Aim 1:
In the tribute to Edgar Wayburn, how large was Mount Tamalpais State Park in 1948 and in 1972?
Aim 2:
Reproduce the passage of the tribute to Edgar Wayburn between "The conservation community" and "co-CEO, Laurie Wayburn.", inclusive.

Source extract:
━━━━━━━━━━━━━━━━

The conservation community is remembering and celebrating one of its greatest advocates this week, following the death of Dr. Edgar Wayburn at the age of 103.Wayburn, a physician and five-term Sierra Club president, was well-known to his fellow Pacific Forest Trust supporters as one of our advisory board members, our 2004 Outside-the-Box award winner, and the father of our president and co-CEO, Laurie Wayburn.
In broader conservation circles throughout the country he was known as “the 20th century John Muir,” a quietly effective and determined advocate for safeguarding our beautiful open landscapes. "He has saved more of our wilderness than any other person alive," President Bill Clinton said in 1999 when he awarded Dr. Wayburn the Presidential Medal of Freedom, the nation's highest civilian honor.Dr. Wayburn had central roles in protecting 104 million acres of Alaskan wilderness; establishing and enlarging Redwood National Park and Point Reyes National Seashore in California; and starting the Golden Gate National Recreation Area in and around San Francisco, wrote the The New York Times in its tribute.
His methods were the old-fashioned ones of writing letters, raising money, commenting on environmental studies and attending public hearings. He was widely respected for the authority and persistence he brought to lobbying public officials, always softly, with a courtly Georgia accent.With the help of the Sierra Club, local conservationists, and his own tireless lobbying of state legislators, [Wayburn] won approval of acquisitions that gradually but substantially expanded Mount Tamalpais State Park, from 870 acres in 1948 to 6,300 acres by 1972, wrote the San Francisco Chronicle in its front page story on Dr. Wayburn’s passing.Dr. Wayburn helped transform the Sierra Club from the 3,000-member outing and skiing club he joined in 1939 into a powerful force in environmentalism today with 730,000 members. He served five one-year terms as president of the club in the 1960s and for many years was honorary president.

━━━━━━━━━━━━━━━━

Dataset content:
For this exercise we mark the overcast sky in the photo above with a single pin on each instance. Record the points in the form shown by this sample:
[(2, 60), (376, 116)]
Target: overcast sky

━━━━━━━━━━━━━━━━

Reply 1:
It was 870 acres in 1948 and 6,300 acres by 1972.

Reply 2:
The conservation community is remembering and celebrating one of its greatest advocates this week, following the death of Dr. Edgar Wayburn at the age of 103.Wayburn, a physician and five-term Sierra Club president, was well-known to his fellow Pacific Forest Trust supporters as one of our advisory board members, our 2004 Outside-the-Box award winner, and the father of our president and co-CEO, Laurie Wayburn.